- SEITE:

__________

# SQL Befehl in Visual Basic 6.0



## itsection (24. April 2003)

Hallöchen,

ich habe da ein paar Probleme.
Also ich habe da eine Datenbank (database.mdb) die drei Tabellen hat (Mitarbeiter, Arbeitsort und WerWoWannWieviel).
In der Tabelle Mitarbeiter sind die ganzen Miterabeiterdaten enthalten also zum Beispiel, Nachname, Vorname, Adresse und so weiter.
In der Tabelle Arbeistort sind dann die Arbeitsorte enthalten.
Die Tabelle WerWoWannWieviel enthält folgende Felder:

Datum
Nachname
Vorname
Arbeitsort
Betrag

Der Nachname, Vorname und der Arbeitsort werden aus den zwei anderen Tabellen geholt. Dann kann man das Datum und den Betrag noch zusätzlich eingeben.
Nun kann ich mit folgendem SQL-Befehl
SELECT Datum, Arbeitsort, SUM (Betrag) AS Gesamtbetrag FROM WerWoWannWieviel GROUP BY Datum, Arbeitsort
die Beträge addieren, die am selben Tag am selben Arbeitsort reingekommen sind.

__________

- AUFGABEN:
- a) Nennen Sie alle Felder, die laut Forumsbeitrag in der Tabelle WerWoWannWieviel enthalten sind.
- b) Schreiben Sie einen Abschnitt aus dem Forumsbeitrag ab. Beginnen Sie bei den Worten „In der Tabelle Mitarbeiter“, und hören Sie nach den Worten „die Arbeitsorte enthalten.“ auf.
- c) Beantworten Sie anhand des Forumsbeitrags die folgenden Fragen:
(i) Wie heißt die Datenbankdatei?
(ii) Welche beiden Angaben kann man in der Tabelle WerWoWannWieviel zusätzlich eingeben?
(iii) Unter welchem Namen gibt der SQL-Befehl die Summe der Beträge aus?
Die Einträge sind eigenständiges Material und gehören nicht zum Forumsbeitrag.

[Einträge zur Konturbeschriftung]
__________

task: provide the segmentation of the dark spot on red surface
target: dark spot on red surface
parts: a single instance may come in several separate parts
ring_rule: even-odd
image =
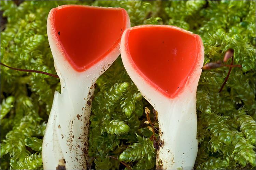
[[[94,62],[101,61],[111,46],[117,46],[120,42],[120,30],[124,30],[126,25],[124,9],[107,10],[73,6],[58,10],[58,14],[54,14],[53,18],[59,21],[55,24],[56,32],[61,30],[59,40],[65,49],[66,59],[79,72],[94,65]],[[67,26],[77,25],[79,27]],[[85,39],[90,40],[83,40]],[[85,55],[88,57],[84,57]]]
[[[153,146],[154,146],[154,148],[155,149],[156,152],[157,152],[160,149],[158,142],[155,140],[153,141]]]
[[[159,146],[161,148],[162,148],[163,146],[165,143],[165,141],[163,140],[158,140],[158,143],[159,143]]]

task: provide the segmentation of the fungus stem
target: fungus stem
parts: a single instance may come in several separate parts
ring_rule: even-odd
[[[108,157],[109,157],[110,158],[113,158],[115,159],[116,159],[117,160],[118,160],[118,159],[117,159],[117,158],[115,158],[115,157],[114,157],[113,156],[108,156]],[[119,160],[118,160],[118,161],[119,161]],[[127,168],[128,168],[129,169],[131,170],[131,168],[130,168],[130,167],[129,167],[128,165],[127,165],[127,164],[126,164],[125,163],[124,163],[123,161],[119,161],[119,162],[120,162],[120,163],[121,163],[121,164],[122,164],[125,166],[126,167],[127,167]]]

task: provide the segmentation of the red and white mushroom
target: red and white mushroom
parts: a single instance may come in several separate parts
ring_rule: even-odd
[[[196,94],[204,59],[201,37],[173,26],[138,26],[125,31],[120,49],[129,75],[158,112],[157,168],[192,169],[198,149]]]
[[[52,9],[47,33],[60,78],[44,137],[44,169],[86,169],[95,82],[120,54],[130,27],[121,8],[65,5]]]

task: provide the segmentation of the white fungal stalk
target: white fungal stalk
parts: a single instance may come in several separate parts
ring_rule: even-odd
[[[198,149],[197,84],[204,58],[198,35],[176,27],[128,29],[121,55],[129,75],[158,113],[157,168],[192,169]]]
[[[120,8],[66,5],[50,12],[47,32],[61,93],[55,92],[44,137],[44,169],[90,167],[88,132],[95,83],[119,55],[121,36],[130,27]]]

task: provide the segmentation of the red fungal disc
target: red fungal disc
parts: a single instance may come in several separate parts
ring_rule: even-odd
[[[182,90],[201,50],[199,36],[172,27],[133,27],[125,37],[128,60],[137,73],[171,98]]]
[[[74,69],[88,69],[116,48],[126,28],[126,14],[120,8],[73,5],[55,9],[53,35]]]

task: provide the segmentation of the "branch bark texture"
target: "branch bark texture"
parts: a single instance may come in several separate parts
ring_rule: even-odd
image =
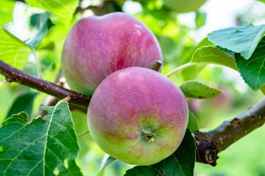
[[[9,82],[18,83],[45,93],[59,99],[70,97],[70,102],[82,106],[86,112],[90,98],[68,90],[56,84],[36,78],[0,61],[0,74]],[[235,117],[224,122],[209,131],[193,131],[197,145],[197,161],[216,165],[218,154],[232,143],[265,123],[265,97],[253,106]]]

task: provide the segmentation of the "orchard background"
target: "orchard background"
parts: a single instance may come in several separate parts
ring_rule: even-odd
[[[77,97],[77,103],[73,99],[72,102],[70,100],[75,104],[69,104],[70,111],[67,103],[58,103],[59,99],[30,88],[47,90],[28,83],[28,76],[24,74],[27,72],[36,77],[43,76],[44,80],[67,88],[60,70],[61,55],[70,27],[84,16],[123,11],[141,20],[156,35],[163,54],[162,73],[167,74],[177,68],[177,72],[171,75],[170,79],[177,86],[181,86],[188,99],[190,111],[193,112],[194,115],[190,114],[188,128],[192,131],[207,131],[239,114],[246,114],[245,116],[248,118],[248,113],[250,113],[245,111],[248,108],[264,97],[264,2],[262,0],[1,0],[0,73],[3,76],[0,76],[0,121],[2,124],[0,129],[0,175],[15,175],[10,174],[12,170],[6,169],[8,165],[12,165],[9,167],[11,170],[21,173],[24,166],[30,168],[38,158],[45,159],[45,161],[39,161],[45,167],[45,175],[49,173],[47,168],[51,166],[54,168],[49,173],[50,175],[59,173],[60,175],[123,175],[126,170],[128,170],[126,175],[164,175],[160,171],[163,170],[167,170],[166,175],[192,175],[193,170],[195,175],[265,175],[265,129],[262,127],[255,129],[265,121],[264,99],[258,106],[262,109],[258,111],[259,120],[250,120],[253,124],[243,127],[241,127],[242,122],[240,120],[232,121],[237,122],[236,125],[239,127],[248,129],[248,130],[255,130],[245,136],[234,131],[234,138],[242,138],[236,142],[232,140],[229,144],[233,145],[218,154],[216,166],[195,163],[195,140],[190,138],[191,134],[187,131],[181,147],[183,153],[177,150],[173,156],[176,161],[167,159],[163,164],[129,170],[134,166],[108,158],[86,132],[86,114],[84,113],[88,104],[86,99]],[[250,26],[250,24],[257,26]],[[235,26],[242,27],[227,29]],[[226,29],[219,31],[222,29]],[[212,33],[213,31],[216,32]],[[8,67],[6,63],[23,72]],[[17,77],[14,77],[13,74],[17,74]],[[21,75],[27,79],[19,79]],[[47,83],[39,79],[36,82]],[[56,93],[54,95],[52,92],[46,93],[56,96]],[[85,102],[83,107],[76,105],[82,101]],[[40,106],[54,106],[44,108],[48,111],[48,115],[44,117],[46,111],[40,109]],[[54,114],[53,111],[58,108],[65,111]],[[52,117],[54,120],[66,124],[68,131],[54,125],[53,120],[47,120],[46,122],[52,127],[46,129],[46,131],[45,128],[47,125],[45,126],[43,119],[38,118],[27,123],[26,115],[19,113],[22,111],[29,115],[29,121],[40,115],[46,120]],[[17,115],[12,116],[13,114]],[[15,125],[12,125],[13,122]],[[26,126],[24,131],[20,130],[23,126]],[[238,129],[236,127],[235,125],[236,129]],[[17,129],[16,133],[15,129]],[[229,136],[232,134],[231,131],[228,129],[221,136]],[[8,163],[4,155],[6,150],[15,147],[17,151],[22,150],[38,134],[56,131],[59,134],[56,137],[61,138],[63,145],[66,146],[66,149],[63,146],[58,147],[55,150],[58,154],[70,151],[69,145],[75,149],[68,155],[61,156],[63,159],[47,156],[50,153],[47,151],[51,146],[38,143],[42,147],[35,146],[27,157],[11,156],[13,163]],[[65,132],[69,132],[68,136],[63,135]],[[200,136],[198,133],[193,134],[197,138]],[[236,136],[238,134],[240,136]],[[67,140],[67,137],[73,137],[75,140]],[[46,141],[52,139],[48,138]],[[222,145],[222,140],[216,142],[220,151],[226,148]],[[13,153],[17,151],[14,150]],[[215,165],[216,158],[211,159],[213,161],[210,161],[213,162],[209,163]],[[202,160],[197,159],[197,161]],[[104,163],[107,166],[99,173]],[[36,170],[35,168],[38,167],[33,166],[31,171],[26,175],[40,175],[41,173],[44,175],[44,170]]]

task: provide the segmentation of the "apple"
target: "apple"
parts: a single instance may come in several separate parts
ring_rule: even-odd
[[[123,13],[79,20],[66,37],[61,67],[70,88],[91,95],[109,74],[128,67],[151,68],[162,62],[153,33]]]
[[[151,165],[179,146],[188,109],[183,93],[167,77],[132,67],[101,82],[87,115],[90,134],[103,151],[129,164]]]

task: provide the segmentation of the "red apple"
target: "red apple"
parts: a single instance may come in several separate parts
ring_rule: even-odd
[[[109,74],[126,67],[151,68],[162,61],[153,33],[123,13],[79,20],[64,43],[61,66],[71,89],[91,95]]]
[[[168,78],[132,67],[111,74],[97,88],[88,126],[106,153],[130,164],[151,165],[179,146],[188,112],[183,93]]]

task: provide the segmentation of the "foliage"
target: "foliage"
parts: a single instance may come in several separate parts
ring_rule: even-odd
[[[32,58],[32,54],[36,52],[45,79],[53,81],[55,75],[60,74],[60,57],[66,33],[83,16],[80,8],[88,8],[85,12],[94,10],[104,14],[121,10],[126,1],[102,1],[104,8],[101,8],[98,4],[92,3],[78,6],[77,0],[25,1],[23,6],[26,10],[24,16],[29,25],[24,30],[28,30],[30,35],[26,41],[22,41],[10,30],[15,1],[0,1],[1,60],[36,75],[38,61]],[[225,70],[229,72],[238,72],[252,90],[264,90],[264,25],[218,30],[198,43],[190,33],[206,25],[207,15],[199,9],[205,0],[190,0],[188,3],[172,0],[135,1],[139,1],[138,5],[142,8],[135,16],[150,28],[161,45],[165,61],[162,72],[184,63],[193,64],[182,70],[181,74],[176,73],[170,78],[181,86],[189,100],[190,110],[194,112],[189,112],[188,128],[190,131],[198,131],[199,124],[204,127],[205,122],[208,121],[211,122],[211,127],[214,127],[214,125],[224,120],[216,118],[218,114],[227,117],[227,113],[229,113],[233,117],[263,96],[246,88],[243,80],[239,81],[242,88],[238,88],[238,82],[225,76],[225,71],[220,71],[220,65],[228,67]],[[179,13],[192,11],[196,11],[195,29],[181,24],[179,19]],[[207,66],[209,64],[210,66]],[[1,77],[0,80],[3,79]],[[217,88],[211,88],[201,82]],[[225,86],[229,88],[224,88]],[[188,129],[181,147],[158,163],[132,168],[109,157],[105,163],[101,163],[100,170],[103,152],[95,145],[89,134],[77,137],[77,134],[87,130],[84,113],[76,110],[70,111],[68,103],[60,102],[54,106],[44,107],[48,114],[42,118],[38,116],[39,106],[45,97],[44,94],[13,83],[0,89],[0,94],[2,122],[0,175],[82,175],[80,168],[86,175],[91,175],[89,173],[92,173],[98,175],[193,175],[196,148],[194,138]],[[226,104],[220,103],[222,98]],[[233,103],[229,102],[232,99],[235,99]],[[202,109],[204,104],[207,104],[207,111],[200,113],[196,106]],[[215,117],[214,120],[213,116]],[[250,147],[254,151],[255,147]],[[242,153],[245,152],[241,150]],[[225,157],[222,160],[222,157],[221,164],[232,160],[231,157],[225,160]],[[257,172],[259,169],[262,170],[260,166],[255,166]],[[89,167],[94,170],[87,170]],[[199,166],[197,170],[202,168]],[[259,172],[261,175],[264,174],[262,172]]]

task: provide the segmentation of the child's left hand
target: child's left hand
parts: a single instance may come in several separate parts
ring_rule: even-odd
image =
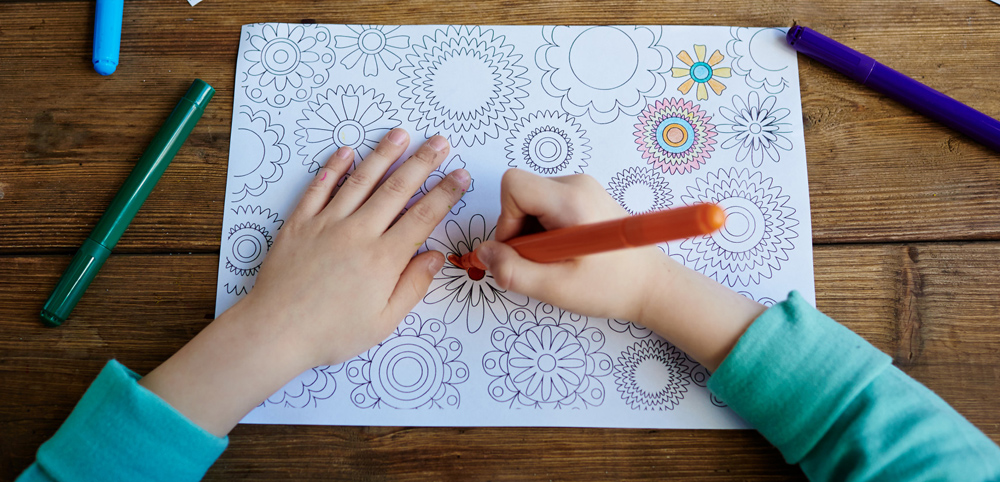
[[[389,336],[444,262],[413,253],[470,182],[467,171],[452,172],[396,220],[448,154],[434,136],[379,185],[408,140],[394,129],[335,189],[354,160],[338,150],[285,222],[254,289],[139,383],[223,436],[299,373]]]

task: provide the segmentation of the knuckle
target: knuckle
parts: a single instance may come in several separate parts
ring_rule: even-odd
[[[356,170],[349,174],[347,179],[344,179],[344,186],[367,189],[371,186],[371,176],[365,174],[365,171]]]
[[[414,204],[406,215],[413,216],[417,222],[422,224],[437,224],[437,212],[426,202],[418,202]]]
[[[385,182],[382,183],[382,189],[385,189],[389,193],[410,197],[413,194],[414,189],[411,189],[405,179],[400,176],[389,176]]]

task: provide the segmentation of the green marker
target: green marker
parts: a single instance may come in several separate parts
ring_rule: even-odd
[[[111,200],[111,206],[73,256],[56,289],[49,295],[41,314],[46,325],[59,326],[66,321],[80,297],[87,291],[87,286],[97,276],[101,265],[108,259],[111,250],[118,244],[118,239],[132,222],[135,213],[174,159],[177,150],[184,144],[198,119],[201,119],[205,105],[214,94],[215,89],[211,85],[195,79],[174,107],[170,117],[167,117],[163,127],[149,143],[146,152],[142,153],[132,174],[129,174],[118,194]]]

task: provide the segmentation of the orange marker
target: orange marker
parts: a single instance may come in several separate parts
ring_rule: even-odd
[[[529,234],[510,239],[506,244],[526,259],[538,263],[552,263],[604,251],[711,234],[719,230],[725,222],[726,213],[719,205],[695,204],[601,223]],[[475,251],[461,258],[451,255],[448,261],[467,270],[470,276],[475,274],[482,278],[485,274],[483,270],[486,269],[486,265],[479,261]]]

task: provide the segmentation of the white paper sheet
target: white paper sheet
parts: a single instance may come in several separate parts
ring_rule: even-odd
[[[493,234],[509,167],[586,173],[632,213],[715,201],[726,227],[661,246],[745,296],[814,298],[795,53],[780,29],[243,27],[217,313],[254,283],[302,190],[341,145],[403,127],[453,146],[415,195],[474,184],[425,245]],[[489,300],[493,300],[490,302]],[[396,332],[291,381],[244,422],[737,428],[708,372],[647,329],[580,317],[446,264]]]

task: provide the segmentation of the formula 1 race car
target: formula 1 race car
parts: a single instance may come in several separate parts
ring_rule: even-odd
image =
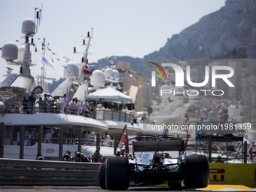
[[[111,157],[99,170],[102,189],[126,190],[134,185],[168,183],[170,188],[202,188],[208,186],[209,163],[204,155],[187,156],[183,140],[168,136],[139,136],[130,157]],[[175,155],[171,157],[169,153]]]

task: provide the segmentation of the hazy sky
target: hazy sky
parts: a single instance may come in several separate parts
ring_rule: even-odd
[[[41,8],[41,4],[42,21],[34,37],[38,53],[32,47],[32,60],[37,66],[32,67],[32,73],[36,76],[41,72],[41,44],[38,38],[45,37],[51,52],[57,54],[47,51],[47,59],[53,59],[55,68],[47,68],[47,75],[59,79],[63,75],[63,56],[81,62],[82,55],[73,54],[73,47],[77,52],[84,50],[81,36],[92,27],[90,62],[113,55],[142,58],[164,46],[172,35],[224,6],[225,0],[2,0],[0,47],[16,39],[20,40],[17,45],[21,45],[22,22],[34,20],[35,8]],[[0,81],[3,81],[8,65],[2,58],[0,65]],[[8,66],[14,69],[13,73],[19,72],[20,67]]]

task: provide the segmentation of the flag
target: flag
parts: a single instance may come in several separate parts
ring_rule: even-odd
[[[186,125],[188,125],[189,122],[187,120],[185,120],[184,122],[183,122],[183,127],[186,127]],[[187,142],[188,142],[188,139],[189,139],[189,136],[190,135],[188,134],[188,130],[187,129],[185,129],[185,131],[187,133],[187,139],[184,143],[184,151],[186,151],[187,149]]]
[[[88,65],[85,65],[84,69],[84,73],[89,75],[90,74],[90,69],[88,66]]]
[[[73,78],[74,78],[75,80],[78,80],[78,78],[77,77],[73,76],[73,75],[72,75],[72,77],[73,77]]]
[[[249,149],[248,150],[247,153],[249,154],[250,156],[250,160],[251,163],[253,163],[253,157],[252,157],[252,144],[251,144],[251,146],[249,148]]]
[[[44,56],[41,58],[41,62],[46,66],[50,66],[51,68],[54,68],[54,65],[47,61]]]
[[[129,142],[128,142],[128,133],[127,133],[127,128],[126,127],[122,136],[121,142],[125,145],[125,153],[126,154],[129,154]]]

__________

- LÖSUNGEN:
- a) Datum, Nachname, Vorname, Arbeitsort, Betrag

- b)
In der Tabelle Mitarbeiter sind die ganzen Miterabeiterdaten enthalten also zum Beispiel, Nachname, Vorname, Adresse und so weiter.
In der Tabelle Arbeistort sind dann die Arbeitsorte enthalten.

- c)
(i) database.mdb
(ii) Das Datum und den Betrag
(iii) Gesamtbetrag